Would you output each record exactly as it stands?

- _Given entries_:
:::::

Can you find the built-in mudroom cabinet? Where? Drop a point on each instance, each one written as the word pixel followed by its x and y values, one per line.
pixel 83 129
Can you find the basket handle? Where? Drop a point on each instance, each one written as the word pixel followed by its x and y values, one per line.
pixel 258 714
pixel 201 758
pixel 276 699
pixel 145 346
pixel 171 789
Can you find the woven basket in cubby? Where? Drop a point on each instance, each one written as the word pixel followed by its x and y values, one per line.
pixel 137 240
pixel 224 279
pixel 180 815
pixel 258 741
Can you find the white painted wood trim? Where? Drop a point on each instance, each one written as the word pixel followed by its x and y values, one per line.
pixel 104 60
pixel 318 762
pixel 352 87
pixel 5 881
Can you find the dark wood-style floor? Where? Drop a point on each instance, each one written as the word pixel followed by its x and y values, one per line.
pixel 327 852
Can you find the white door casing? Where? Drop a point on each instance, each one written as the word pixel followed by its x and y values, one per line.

:::::

- _Solution to this problem_:
Can you find the built-in mudroom cabinet? Where? Drop a point on each instance, each one written as the word pixel followed by its x and y values, one per line.
pixel 83 129
Can you find the basket handle? Where? Drop a point on each instance, each one written as the word pixel followed by its x and y values, one per line.
pixel 258 714
pixel 201 758
pixel 276 699
pixel 145 346
pixel 171 789
Can you find the woven basket in cubby? Where? Drop a point on each instance, each one written as the word pixel followed by its x and y values, one per line.
pixel 137 240
pixel 224 279
pixel 180 815
pixel 258 741
Can you find the white painted wood trim? Where? Drop a point on each instance, each one written as the word pixel followed by its x and y values, one per line.
pixel 104 60
pixel 318 762
pixel 352 87
pixel 5 881
Can you find the dark wood-style floor? Where? Drop a point on each instance, each one written as the word pixel followed by its x and y values, one per line.
pixel 327 852
Can you find the white door casing? Where? Drop a point on each instance, each one written as the word pixel followed by its x and y values, one per line.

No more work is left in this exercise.